GIVEN PASSAGE:
########################################
"Light wards. Good discharge sister."

About: Queen's Hospital (Romford)

(as a relative),

What I liked

Light wards. Good discharge sister.

What could be improved

All nursing staff and doctors need to listen very carefully to visitor's important comments regarding a dementia patient's ability, awareness and need for polite, respectful treatment. Our frind and teaching colleague had a great deal of remaining intelligence despite his confusion. Although he walked into the hospital when ill, he had always eaten well and enjoyed his meals and was continent, yet within a few days he was on a totally liquid diet (having refused intubation) and kept in bed in continence pads, despite asking for the toilet. Admittedly he did develop pneumonia in the first few days and was gravely ill for about a fornight, but pulled through and then, when we repeatedly told nursing staff (and asked that this be recorded in his notes) that he was definitely able to walk and eat properly, he was kept in bed and not allowed up for the rest of his 10 week stay.

He became a very weak and extremely thin man and lost the independence he had fought so hard to maintain throughout recent years of treatment for Parkinson's and dementia. All of the many friends who visited him were shocked to see his state.

We were amazed to see all that we had told the hospital was proved true, when he was eventually placed in a care home and within a few days was walking out into the corridor and very soon around the whole floor. He began eating whole meals again, coping with the tools on his own, but now has diffivulty with continence, after 10 weeks in pads in hospital.

This MUST be checked. We had to request ward meetings to get any attention paid to what we were saying to the staff, who may well be overworked. Most were very pleasant but had no real connection with the patients and didn't seem trained in dementia care at all. Meals and drinks were dumped on tables out of reach. One nurse, when I said that X was asking to be taken to the toilet, said loudly in front of him and the ward that he couldn't and had 'a nappy on' anyway. Humiliating.

Anything else?

Another nurse said that not even two nurses together could get him to the toilet, a few feet away in the ward, yet within a couple of days in the care home he was able to walk along a corridor on his own. Why?
########################################
EXERCISE DATA:
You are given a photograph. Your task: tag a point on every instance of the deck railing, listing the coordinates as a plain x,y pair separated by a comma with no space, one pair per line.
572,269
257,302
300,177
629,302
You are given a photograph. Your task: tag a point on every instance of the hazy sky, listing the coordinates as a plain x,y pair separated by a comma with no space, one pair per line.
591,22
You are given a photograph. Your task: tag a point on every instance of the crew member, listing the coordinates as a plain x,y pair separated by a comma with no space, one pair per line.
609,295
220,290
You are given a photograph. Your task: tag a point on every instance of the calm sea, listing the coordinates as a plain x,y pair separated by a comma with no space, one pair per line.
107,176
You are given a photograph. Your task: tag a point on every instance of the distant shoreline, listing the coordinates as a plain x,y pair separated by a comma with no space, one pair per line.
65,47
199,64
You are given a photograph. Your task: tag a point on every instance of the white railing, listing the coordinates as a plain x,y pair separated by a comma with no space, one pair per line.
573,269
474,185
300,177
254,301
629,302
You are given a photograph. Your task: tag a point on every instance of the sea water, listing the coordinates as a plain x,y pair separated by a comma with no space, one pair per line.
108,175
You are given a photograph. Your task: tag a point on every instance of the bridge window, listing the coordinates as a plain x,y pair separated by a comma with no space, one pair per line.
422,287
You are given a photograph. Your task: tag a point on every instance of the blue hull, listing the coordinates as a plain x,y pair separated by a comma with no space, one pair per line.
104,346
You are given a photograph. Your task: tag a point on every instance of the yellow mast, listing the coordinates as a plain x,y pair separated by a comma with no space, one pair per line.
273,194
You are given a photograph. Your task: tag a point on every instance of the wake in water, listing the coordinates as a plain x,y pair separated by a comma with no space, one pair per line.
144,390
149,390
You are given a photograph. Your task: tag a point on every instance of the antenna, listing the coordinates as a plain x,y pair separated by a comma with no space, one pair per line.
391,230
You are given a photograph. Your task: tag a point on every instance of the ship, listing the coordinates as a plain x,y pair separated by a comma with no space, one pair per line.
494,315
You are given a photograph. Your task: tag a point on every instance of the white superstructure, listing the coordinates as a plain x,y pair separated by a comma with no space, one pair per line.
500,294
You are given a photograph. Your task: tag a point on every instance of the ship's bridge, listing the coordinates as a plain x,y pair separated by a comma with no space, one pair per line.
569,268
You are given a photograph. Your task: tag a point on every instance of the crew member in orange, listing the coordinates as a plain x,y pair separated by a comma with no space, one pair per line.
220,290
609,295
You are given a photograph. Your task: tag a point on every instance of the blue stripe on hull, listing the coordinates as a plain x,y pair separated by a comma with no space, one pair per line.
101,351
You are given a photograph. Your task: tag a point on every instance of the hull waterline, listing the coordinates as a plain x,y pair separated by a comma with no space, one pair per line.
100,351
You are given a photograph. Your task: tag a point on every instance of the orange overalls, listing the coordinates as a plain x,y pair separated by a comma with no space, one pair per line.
########################################
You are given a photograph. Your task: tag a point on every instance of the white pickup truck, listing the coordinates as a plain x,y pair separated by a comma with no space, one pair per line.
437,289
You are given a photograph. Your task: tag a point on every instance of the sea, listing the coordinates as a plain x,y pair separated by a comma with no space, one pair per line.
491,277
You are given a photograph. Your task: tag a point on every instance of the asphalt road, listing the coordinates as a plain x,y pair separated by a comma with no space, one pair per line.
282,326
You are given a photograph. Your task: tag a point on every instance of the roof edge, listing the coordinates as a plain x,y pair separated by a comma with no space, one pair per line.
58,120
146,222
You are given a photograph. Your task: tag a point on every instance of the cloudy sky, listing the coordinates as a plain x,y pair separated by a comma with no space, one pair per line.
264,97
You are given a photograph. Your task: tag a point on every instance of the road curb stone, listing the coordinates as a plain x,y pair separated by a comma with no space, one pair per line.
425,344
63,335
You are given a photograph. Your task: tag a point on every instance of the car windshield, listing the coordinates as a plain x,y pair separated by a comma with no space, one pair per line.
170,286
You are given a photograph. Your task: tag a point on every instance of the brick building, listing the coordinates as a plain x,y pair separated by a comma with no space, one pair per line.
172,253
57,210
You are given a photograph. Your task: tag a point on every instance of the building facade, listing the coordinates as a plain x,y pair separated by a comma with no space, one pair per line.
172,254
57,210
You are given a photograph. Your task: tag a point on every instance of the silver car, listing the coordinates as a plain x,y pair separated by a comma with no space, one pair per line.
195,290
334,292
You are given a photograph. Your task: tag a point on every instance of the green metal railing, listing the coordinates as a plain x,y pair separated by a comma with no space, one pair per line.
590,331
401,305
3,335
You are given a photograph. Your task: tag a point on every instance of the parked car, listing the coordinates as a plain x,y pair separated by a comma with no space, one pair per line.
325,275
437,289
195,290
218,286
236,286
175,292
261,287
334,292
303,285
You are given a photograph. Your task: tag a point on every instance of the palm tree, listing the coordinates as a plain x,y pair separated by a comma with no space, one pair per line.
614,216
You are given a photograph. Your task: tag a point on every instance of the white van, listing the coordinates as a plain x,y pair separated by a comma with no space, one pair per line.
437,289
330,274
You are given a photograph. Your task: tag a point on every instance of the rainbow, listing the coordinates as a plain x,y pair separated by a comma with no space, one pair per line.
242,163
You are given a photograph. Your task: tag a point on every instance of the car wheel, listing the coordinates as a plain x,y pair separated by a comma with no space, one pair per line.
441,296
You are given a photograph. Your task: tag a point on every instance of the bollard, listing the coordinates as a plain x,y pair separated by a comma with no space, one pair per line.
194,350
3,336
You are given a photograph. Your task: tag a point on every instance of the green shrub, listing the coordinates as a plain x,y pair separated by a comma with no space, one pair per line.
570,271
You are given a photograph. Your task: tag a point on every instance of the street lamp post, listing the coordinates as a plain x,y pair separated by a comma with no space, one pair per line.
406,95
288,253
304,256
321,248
########################################
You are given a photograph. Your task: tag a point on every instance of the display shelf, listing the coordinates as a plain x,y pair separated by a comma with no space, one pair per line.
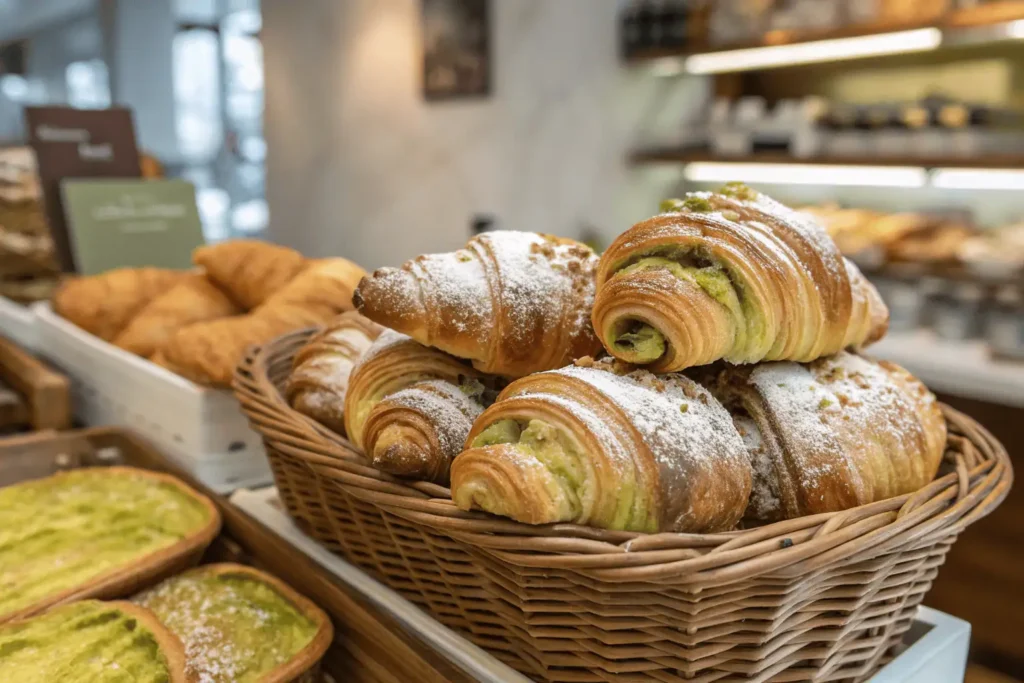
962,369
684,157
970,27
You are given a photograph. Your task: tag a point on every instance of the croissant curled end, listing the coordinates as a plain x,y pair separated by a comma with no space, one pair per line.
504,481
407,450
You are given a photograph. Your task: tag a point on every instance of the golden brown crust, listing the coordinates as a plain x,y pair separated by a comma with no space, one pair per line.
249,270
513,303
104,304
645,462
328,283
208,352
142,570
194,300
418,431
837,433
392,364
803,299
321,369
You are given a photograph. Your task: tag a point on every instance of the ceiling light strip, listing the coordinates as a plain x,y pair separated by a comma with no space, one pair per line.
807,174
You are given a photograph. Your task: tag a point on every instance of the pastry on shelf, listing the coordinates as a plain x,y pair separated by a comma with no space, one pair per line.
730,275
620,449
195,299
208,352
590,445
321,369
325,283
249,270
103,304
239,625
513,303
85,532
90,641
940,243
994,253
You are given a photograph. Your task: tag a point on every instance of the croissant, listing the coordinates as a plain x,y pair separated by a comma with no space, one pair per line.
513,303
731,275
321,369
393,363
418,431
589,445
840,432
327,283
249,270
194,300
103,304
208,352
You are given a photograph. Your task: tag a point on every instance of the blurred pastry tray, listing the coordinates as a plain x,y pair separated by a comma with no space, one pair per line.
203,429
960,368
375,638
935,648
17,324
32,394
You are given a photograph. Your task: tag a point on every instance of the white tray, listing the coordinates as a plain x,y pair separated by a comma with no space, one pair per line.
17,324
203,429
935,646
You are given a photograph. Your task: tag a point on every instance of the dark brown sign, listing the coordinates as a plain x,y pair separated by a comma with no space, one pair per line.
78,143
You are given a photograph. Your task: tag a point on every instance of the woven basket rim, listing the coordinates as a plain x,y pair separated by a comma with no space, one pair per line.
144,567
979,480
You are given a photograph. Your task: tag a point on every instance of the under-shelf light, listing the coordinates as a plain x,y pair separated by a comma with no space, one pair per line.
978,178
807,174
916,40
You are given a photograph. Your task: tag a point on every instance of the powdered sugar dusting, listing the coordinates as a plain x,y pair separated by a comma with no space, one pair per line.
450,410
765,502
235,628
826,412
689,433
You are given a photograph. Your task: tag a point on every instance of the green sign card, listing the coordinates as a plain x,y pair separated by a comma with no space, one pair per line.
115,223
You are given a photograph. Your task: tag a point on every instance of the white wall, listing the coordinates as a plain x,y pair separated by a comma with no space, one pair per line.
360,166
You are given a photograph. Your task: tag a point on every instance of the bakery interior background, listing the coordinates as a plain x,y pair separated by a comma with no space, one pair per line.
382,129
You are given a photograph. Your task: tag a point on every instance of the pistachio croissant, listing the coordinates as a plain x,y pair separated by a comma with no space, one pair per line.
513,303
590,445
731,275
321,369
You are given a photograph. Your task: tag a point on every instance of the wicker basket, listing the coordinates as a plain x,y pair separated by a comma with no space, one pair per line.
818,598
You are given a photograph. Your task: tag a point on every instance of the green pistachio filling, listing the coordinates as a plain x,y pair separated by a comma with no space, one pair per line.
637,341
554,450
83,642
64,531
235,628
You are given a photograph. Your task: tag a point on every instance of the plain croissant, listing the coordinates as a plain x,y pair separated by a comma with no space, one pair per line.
########################################
ACTIONS TO TAKE:
(a) Repeat the part of the hospital review from "We were amazed" up to and including "pads in hospital.".
(b) Answer these questions from the hospital review:
(i) How long did the patient stay in the hospital?
(ii) What conditions had he been treated for in recent years?
(iii) What did he refuse early in his stay?
(c) List every section heading in the hospital review.

TASK-BY-TASK ANSWERS:
(a)
We were amazed to see all that we had told the hospital was proved true, when he was eventually placed in a care home and within a few days was walking out into the corridor and very soon around the whole floor. He began eating whole meals again, coping with the tools on his own, but now has diffivulty with continence, after 10 weeks in pads in hospital.

(b)
(i) 10 weeks.
(ii) Parkinson's and dementia.
(iii) Intubation.

(c)
What I liked
What could be improved
Anything else?